▶ **Written request**
Give the listing again character for character, but drop the images.

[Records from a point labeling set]

********

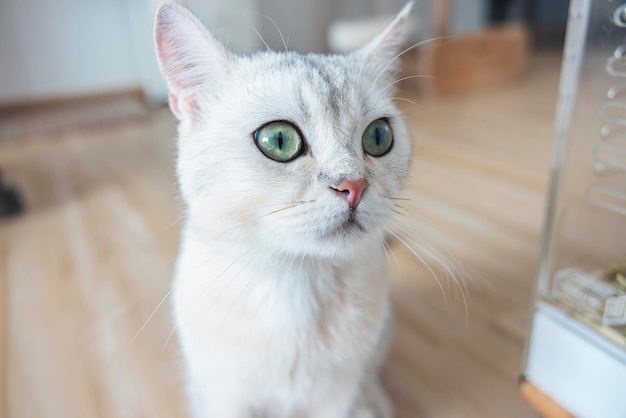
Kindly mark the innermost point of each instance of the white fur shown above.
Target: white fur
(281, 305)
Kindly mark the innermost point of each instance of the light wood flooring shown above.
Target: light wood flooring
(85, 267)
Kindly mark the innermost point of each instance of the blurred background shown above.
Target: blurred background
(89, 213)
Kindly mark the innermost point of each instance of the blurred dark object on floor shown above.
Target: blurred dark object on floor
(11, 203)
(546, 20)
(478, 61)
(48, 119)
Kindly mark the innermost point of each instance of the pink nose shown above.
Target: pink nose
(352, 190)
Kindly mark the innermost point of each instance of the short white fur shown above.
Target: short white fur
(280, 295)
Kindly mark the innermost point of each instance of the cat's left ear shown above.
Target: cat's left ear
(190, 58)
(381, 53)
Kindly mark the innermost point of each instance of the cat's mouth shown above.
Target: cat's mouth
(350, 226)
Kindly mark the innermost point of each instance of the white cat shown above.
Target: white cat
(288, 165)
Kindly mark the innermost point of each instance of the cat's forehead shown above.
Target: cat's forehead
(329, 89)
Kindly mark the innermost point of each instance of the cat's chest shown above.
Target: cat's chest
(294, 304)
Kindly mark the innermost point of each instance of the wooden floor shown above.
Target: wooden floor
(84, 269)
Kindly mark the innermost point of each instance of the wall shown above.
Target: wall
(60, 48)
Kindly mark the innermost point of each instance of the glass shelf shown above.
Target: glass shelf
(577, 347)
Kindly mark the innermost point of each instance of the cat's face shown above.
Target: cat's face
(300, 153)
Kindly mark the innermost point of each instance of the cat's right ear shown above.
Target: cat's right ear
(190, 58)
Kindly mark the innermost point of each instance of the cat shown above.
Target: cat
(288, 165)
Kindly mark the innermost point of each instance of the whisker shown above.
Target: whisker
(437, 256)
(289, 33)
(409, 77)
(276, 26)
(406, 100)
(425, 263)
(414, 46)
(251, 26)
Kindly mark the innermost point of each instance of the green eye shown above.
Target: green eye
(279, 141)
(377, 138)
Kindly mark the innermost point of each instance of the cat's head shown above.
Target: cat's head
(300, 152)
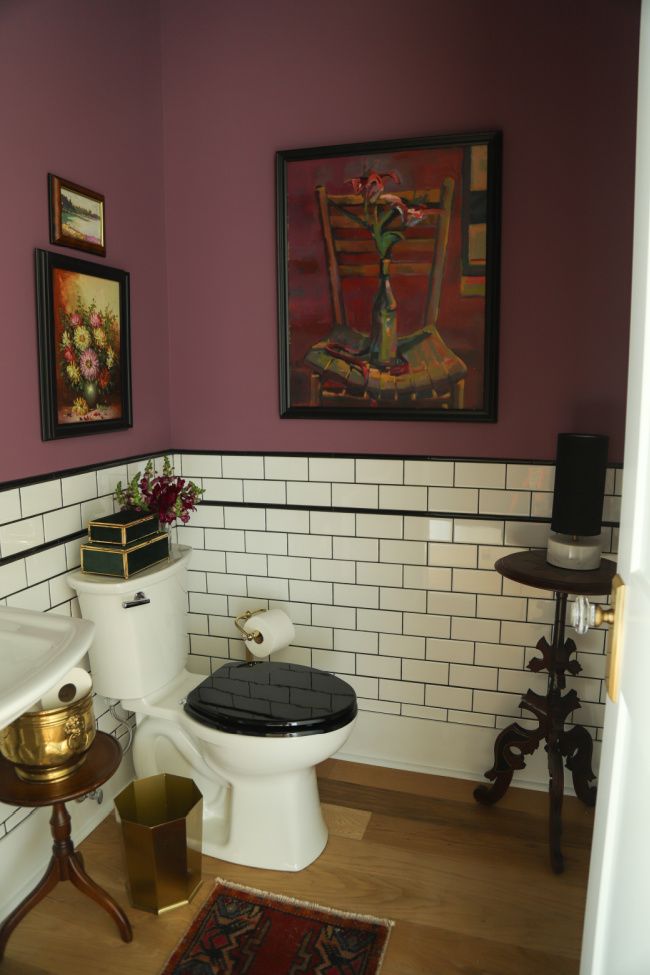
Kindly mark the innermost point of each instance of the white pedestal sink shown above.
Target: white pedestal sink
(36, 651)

********

▶ **Completed exercise**
Kindly mark the innermost point of each instance of the white fur shown above.
Target: white fur
(281, 305)
Kindly mark the innermost point of each instance of the light wood flooring shown above.
Target: light wood flooring
(85, 267)
Kindly mark the innermost point of each instance of the blurred background shown above.
Target: blurred background
(89, 213)
Kindly mark the innermost point of each instance of the blurred dark object on floor shown above.
Target: blurred dark object on floor
(11, 203)
(546, 20)
(478, 61)
(48, 119)
Kindly mark the innermost point of each instance of the pink nose shown above.
Target: pink nose
(352, 190)
Kindly mark the innermost point of each instance of the short white fur shown above.
Target: short white fur
(280, 295)
Kindly mark the innermost point of each instance of the cat's left ear shown above.
Target: cat's left ear
(190, 58)
(381, 53)
Kindly mark the innermost point of each instance of the cat's mouth shown above.
Target: cat's mouth
(350, 226)
Kindly mark the innermost point of each instance of the white cat shown above.
Target: white cat
(288, 165)
Kindly mark the innermost point of each instance of the cat's forehead shown above.
Target: cat's forehead
(329, 89)
Kindly mark the innermost point of each instance of the cat's chest shown above.
Target: cat's chest
(294, 304)
Kindly mark the innermost point of each instance of the wooden floor shown above.
Target: wooden floor
(84, 269)
Kindly mark the innermost point of each instance of the wall shown above.
Target: wall
(60, 48)
Kindly mark the innermost point of each instance of the glass shelf shown above.
Target: glass shelf
(577, 347)
Kindly mark the innermost point of each instance of the cat's face shown above.
Target: cat's face
(300, 153)
Kindly mark the innermost point of each instance of the cat's right ear shown above.
Target: cat's right ear
(190, 58)
Kindly mark the innermost point of each instance of the cat shown above.
Target: cat
(288, 165)
Kindly mark the innermost point of each instance of the whisker shown above.
Target: whisker
(437, 256)
(289, 33)
(409, 77)
(276, 26)
(406, 100)
(425, 263)
(414, 46)
(251, 26)
Kindly mark the innermost point of each instance of the green eye shown above.
Target: green eye
(279, 141)
(377, 138)
Kindly mark the innermost point of each instance of the cat's head shown above.
Target: cat's head
(300, 152)
Kindly mark the innermost point of each instance of the white pedestal sink shown above.
Target: white pedestal sink
(36, 651)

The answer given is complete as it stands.